[Dataset entries]

+++

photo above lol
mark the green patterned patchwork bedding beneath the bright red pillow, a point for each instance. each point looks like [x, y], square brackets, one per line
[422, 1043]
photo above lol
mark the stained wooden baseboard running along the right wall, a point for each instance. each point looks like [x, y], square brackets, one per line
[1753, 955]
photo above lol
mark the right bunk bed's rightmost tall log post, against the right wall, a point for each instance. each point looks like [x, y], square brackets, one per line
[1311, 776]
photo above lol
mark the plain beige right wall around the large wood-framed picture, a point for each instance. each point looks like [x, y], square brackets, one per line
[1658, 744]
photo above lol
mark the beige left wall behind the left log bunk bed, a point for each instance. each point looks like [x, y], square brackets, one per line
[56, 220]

+++

WORK INSTRUCTION: Every record shown above should be written out again exactly.

SOLUTION TO THIS PROBLEM:
photo above lol
mark the green patterned patchwork bedding beneath the bright red pillow, a point for each instance. each point looks like [x, y], square brackets, one per line
[422, 1043]
photo above lol
mark the stained wooden baseboard running along the right wall, a point for each instance. each point looks like [x, y], square brackets, one per line
[1753, 955]
photo above lol
mark the right bunk bed's rightmost tall log post, against the right wall, a point for each instance. each point looks like [x, y], square brackets, one per line
[1311, 776]
photo above lol
mark the plain beige right wall around the large wood-framed picture, a point for each instance. each point looks like [x, y], square brackets, one per line
[1658, 744]
photo above lol
mark the beige left wall behind the left log bunk bed, a point for each instance. each point looks like [x, y], square brackets, one per line
[56, 220]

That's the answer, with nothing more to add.